Pointing records
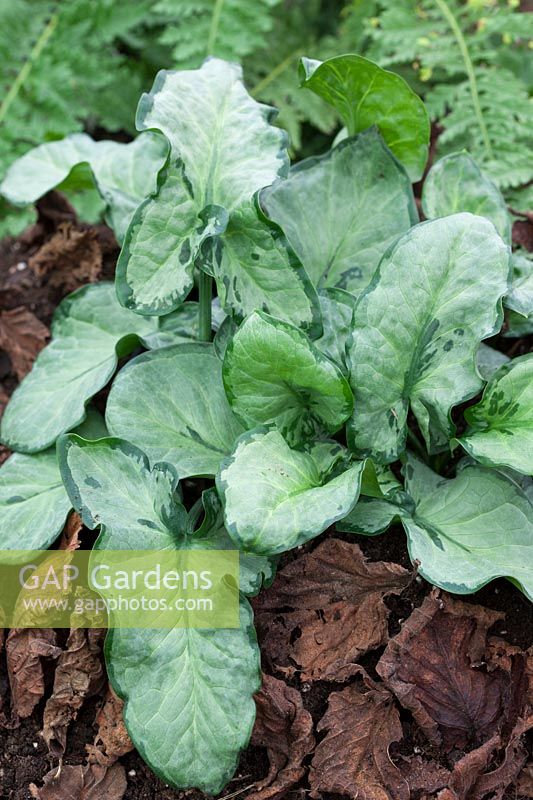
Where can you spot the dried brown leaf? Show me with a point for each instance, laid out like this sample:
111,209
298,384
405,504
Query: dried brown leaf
78,675
71,258
24,650
285,728
431,666
22,336
90,782
524,784
71,532
337,611
470,779
112,740
353,759
423,777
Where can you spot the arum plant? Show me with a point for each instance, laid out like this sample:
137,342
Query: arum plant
349,333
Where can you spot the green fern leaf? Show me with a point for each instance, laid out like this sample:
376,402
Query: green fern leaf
230,29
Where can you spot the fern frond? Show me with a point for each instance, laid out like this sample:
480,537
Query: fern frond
57,63
469,59
230,29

What you have to do. Print out every entry above without changing a word, and leave out the pictures.

Answer in full.
Where can you spot the dried brown leaf? Show me with a point for each instance, laid out like this sample:
111,209
298,384
405,504
Query: dried brown leaf
78,675
71,258
24,650
285,728
431,666
22,336
90,782
524,784
71,532
337,611
470,779
112,740
353,759
423,777
Where can you spot the arum plant? Show me with a point for each instance, laid out like this sample:
137,342
Query: arum plant
349,333
Where can you spot the green fern leaf? Show me with a point for each instance, laid out like this sample:
376,402
Query: green fern leaf
230,29
Where can you spot the fern frond? Show me with a point for each instance, laid out like this sample:
480,537
Query: fern frond
57,63
469,59
230,29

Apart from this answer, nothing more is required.